**INSTRUCTIONS FOR THE TASK**
Copy out the rows from the line containing "For each instance of the seedling, the" up to and including the last line of the rows, requests included. Shift every coordinate in the answers by adding 7 to it.

[Dataset rows]
____

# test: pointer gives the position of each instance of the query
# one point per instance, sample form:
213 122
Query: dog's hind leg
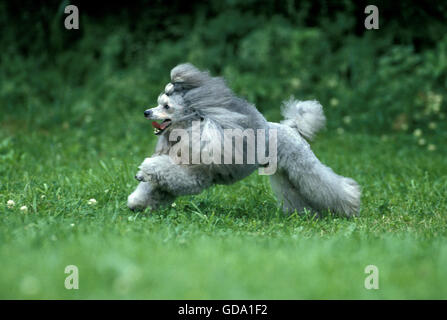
316 183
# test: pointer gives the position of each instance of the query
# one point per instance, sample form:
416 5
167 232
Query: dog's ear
188 77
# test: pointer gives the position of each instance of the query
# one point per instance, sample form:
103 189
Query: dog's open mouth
160 127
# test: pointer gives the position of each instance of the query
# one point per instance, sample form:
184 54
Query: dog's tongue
160 126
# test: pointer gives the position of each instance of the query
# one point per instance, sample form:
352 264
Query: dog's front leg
173 178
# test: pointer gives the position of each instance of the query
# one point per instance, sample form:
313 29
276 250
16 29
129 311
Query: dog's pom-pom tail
305 116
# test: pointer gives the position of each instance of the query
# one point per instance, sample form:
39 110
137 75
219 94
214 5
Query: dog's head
191 95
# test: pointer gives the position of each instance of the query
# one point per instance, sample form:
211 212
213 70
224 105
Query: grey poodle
198 114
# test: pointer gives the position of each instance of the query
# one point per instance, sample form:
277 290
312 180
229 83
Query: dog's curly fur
301 180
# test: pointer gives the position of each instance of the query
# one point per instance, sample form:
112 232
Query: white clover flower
10 204
431 147
417 133
333 102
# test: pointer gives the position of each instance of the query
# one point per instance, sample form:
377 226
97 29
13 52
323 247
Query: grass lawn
227 243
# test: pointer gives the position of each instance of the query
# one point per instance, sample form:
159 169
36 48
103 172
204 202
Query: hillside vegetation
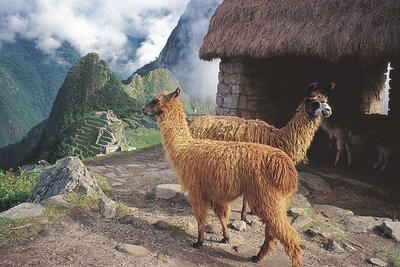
29 81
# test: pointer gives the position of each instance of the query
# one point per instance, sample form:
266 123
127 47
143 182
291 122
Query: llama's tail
283 174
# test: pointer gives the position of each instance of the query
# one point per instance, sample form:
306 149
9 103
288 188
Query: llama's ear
177 91
173 94
312 88
328 90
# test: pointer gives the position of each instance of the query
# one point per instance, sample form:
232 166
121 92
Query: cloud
102 26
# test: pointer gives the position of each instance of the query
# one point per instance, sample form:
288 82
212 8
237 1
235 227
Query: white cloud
101 26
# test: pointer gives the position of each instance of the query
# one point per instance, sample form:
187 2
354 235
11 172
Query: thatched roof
325 28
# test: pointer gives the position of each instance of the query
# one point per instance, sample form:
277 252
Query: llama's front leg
223 210
266 247
348 153
200 209
243 214
340 146
337 157
379 161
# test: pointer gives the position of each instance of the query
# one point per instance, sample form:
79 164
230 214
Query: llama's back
234 168
230 128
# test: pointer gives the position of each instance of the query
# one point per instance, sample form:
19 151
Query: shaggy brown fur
218 172
295 138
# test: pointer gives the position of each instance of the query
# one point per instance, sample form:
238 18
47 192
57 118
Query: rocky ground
335 217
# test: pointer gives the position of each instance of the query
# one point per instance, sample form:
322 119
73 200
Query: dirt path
87 239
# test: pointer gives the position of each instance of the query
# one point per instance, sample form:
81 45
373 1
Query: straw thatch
325 28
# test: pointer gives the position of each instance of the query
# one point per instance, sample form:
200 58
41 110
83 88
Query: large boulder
68 175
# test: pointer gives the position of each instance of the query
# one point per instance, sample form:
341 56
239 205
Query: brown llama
294 138
218 172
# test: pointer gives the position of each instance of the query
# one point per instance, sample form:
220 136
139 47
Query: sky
101 26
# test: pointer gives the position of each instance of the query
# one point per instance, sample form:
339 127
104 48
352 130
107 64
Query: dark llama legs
223 213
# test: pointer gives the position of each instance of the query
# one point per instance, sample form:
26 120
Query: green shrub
15 189
102 181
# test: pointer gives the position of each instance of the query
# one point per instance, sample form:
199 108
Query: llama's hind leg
289 238
266 247
223 210
243 214
200 208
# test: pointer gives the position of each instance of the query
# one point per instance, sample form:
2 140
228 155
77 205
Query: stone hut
271 50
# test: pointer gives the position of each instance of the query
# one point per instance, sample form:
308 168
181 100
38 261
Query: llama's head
316 103
159 102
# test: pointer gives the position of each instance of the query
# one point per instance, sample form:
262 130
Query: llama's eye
315 105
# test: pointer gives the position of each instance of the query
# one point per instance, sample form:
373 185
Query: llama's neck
173 127
299 133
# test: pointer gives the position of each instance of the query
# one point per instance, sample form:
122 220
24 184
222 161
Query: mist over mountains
30 78
180 54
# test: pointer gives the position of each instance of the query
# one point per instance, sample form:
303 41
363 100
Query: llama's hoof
225 240
197 245
255 259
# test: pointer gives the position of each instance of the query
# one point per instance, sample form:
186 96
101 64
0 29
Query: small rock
301 222
358 224
295 212
167 191
255 223
391 229
314 182
162 257
239 225
127 219
377 262
361 224
299 201
334 246
23 210
163 225
241 249
333 212
108 208
382 256
302 190
213 228
133 249
57 201
327 232
349 247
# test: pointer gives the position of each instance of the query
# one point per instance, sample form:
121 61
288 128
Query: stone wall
243 90
246 89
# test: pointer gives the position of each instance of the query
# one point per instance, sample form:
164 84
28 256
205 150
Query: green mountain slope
89 86
29 81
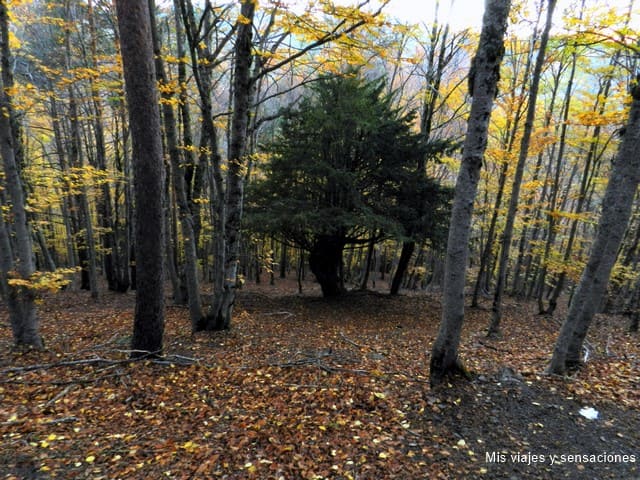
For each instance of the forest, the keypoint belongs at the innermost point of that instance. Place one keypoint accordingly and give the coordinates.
(309, 239)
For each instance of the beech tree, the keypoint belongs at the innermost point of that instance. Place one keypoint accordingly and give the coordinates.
(144, 119)
(483, 82)
(16, 257)
(616, 211)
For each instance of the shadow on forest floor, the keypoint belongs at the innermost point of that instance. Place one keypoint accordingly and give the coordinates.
(307, 388)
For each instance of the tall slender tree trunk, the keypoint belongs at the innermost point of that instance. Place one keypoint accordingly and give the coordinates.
(144, 120)
(405, 257)
(219, 317)
(483, 85)
(616, 211)
(179, 186)
(86, 239)
(103, 203)
(16, 258)
(507, 235)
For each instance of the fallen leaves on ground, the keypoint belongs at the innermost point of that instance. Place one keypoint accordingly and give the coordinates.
(301, 387)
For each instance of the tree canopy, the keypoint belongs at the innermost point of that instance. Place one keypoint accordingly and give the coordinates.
(347, 167)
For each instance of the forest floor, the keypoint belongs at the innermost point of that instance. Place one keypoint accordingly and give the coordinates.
(305, 388)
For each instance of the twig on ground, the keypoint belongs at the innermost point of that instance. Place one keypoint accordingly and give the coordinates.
(60, 395)
(285, 313)
(61, 420)
(350, 342)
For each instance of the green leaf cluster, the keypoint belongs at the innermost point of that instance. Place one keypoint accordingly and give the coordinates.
(347, 164)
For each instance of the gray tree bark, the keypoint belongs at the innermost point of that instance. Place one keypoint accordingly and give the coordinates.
(507, 235)
(144, 121)
(616, 211)
(219, 317)
(484, 77)
(16, 258)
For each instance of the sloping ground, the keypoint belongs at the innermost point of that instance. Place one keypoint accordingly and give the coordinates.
(306, 388)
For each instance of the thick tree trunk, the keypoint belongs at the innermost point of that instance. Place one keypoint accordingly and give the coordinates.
(483, 82)
(405, 257)
(219, 317)
(616, 211)
(179, 186)
(325, 262)
(142, 97)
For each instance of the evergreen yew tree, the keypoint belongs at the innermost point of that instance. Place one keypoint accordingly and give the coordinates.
(340, 172)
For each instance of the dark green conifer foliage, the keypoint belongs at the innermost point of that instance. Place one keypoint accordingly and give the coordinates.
(346, 166)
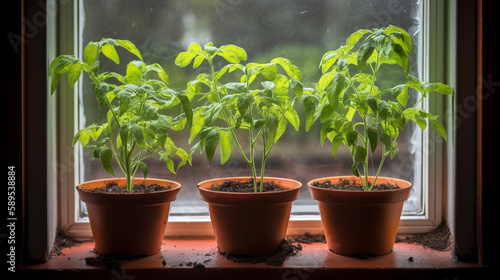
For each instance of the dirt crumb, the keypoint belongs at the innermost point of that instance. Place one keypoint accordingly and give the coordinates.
(438, 239)
(308, 238)
(246, 187)
(287, 249)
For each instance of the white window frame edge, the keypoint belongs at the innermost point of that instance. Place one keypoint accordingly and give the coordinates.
(433, 23)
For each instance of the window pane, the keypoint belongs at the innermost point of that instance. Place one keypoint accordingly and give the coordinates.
(301, 31)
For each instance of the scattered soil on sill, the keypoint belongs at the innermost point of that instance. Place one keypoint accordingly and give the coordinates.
(438, 239)
(138, 188)
(246, 187)
(103, 261)
(286, 250)
(62, 241)
(352, 185)
(308, 238)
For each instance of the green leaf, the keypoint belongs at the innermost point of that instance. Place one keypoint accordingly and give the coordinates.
(225, 145)
(372, 103)
(336, 142)
(352, 138)
(361, 153)
(129, 46)
(137, 134)
(271, 126)
(144, 168)
(400, 37)
(184, 58)
(292, 117)
(110, 52)
(232, 53)
(372, 137)
(91, 53)
(364, 53)
(401, 94)
(101, 89)
(328, 60)
(354, 169)
(186, 105)
(198, 122)
(336, 87)
(309, 104)
(134, 71)
(59, 66)
(106, 156)
(439, 128)
(354, 38)
(291, 70)
(437, 87)
(244, 102)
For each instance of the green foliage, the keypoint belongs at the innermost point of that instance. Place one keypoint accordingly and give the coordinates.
(136, 126)
(256, 100)
(354, 111)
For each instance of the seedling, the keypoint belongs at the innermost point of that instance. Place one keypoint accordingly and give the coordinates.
(264, 109)
(136, 126)
(355, 111)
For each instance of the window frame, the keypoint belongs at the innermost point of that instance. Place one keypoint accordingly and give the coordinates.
(434, 167)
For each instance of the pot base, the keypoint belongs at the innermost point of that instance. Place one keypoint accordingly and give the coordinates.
(128, 224)
(360, 222)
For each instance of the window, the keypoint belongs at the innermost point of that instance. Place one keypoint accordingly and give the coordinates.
(301, 31)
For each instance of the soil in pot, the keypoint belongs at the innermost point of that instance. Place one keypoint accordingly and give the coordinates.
(245, 187)
(138, 188)
(358, 222)
(286, 249)
(142, 214)
(352, 185)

____

**EXERCISE RESPONSE**
For each instance of the seedling, the keypoint belongs at the innermost point of that instance. Place one keypoint accordingly and give the coordinates.
(271, 116)
(143, 133)
(362, 118)
For each instance of the window frame, the keypoint belongs at the innermost point of that instance. Place one keypoint accordingly and give the coordinates.
(441, 174)
For each instance of the pot base, the keypoint belongs at the innermost point of that instance. Place one keypoint accordingly and give the coordinates.
(135, 231)
(367, 229)
For each instance of the window, the keypoint belongs at the innermost point of that instance. Place one keypoint accordingly and give the coordinates.
(308, 38)
For each instance of the soil in pot, the keypoint belongs at the innermost point of that instance. Place one keypoint accordingly and give the coordinates.
(252, 194)
(145, 195)
(365, 229)
(293, 256)
(149, 221)
(359, 192)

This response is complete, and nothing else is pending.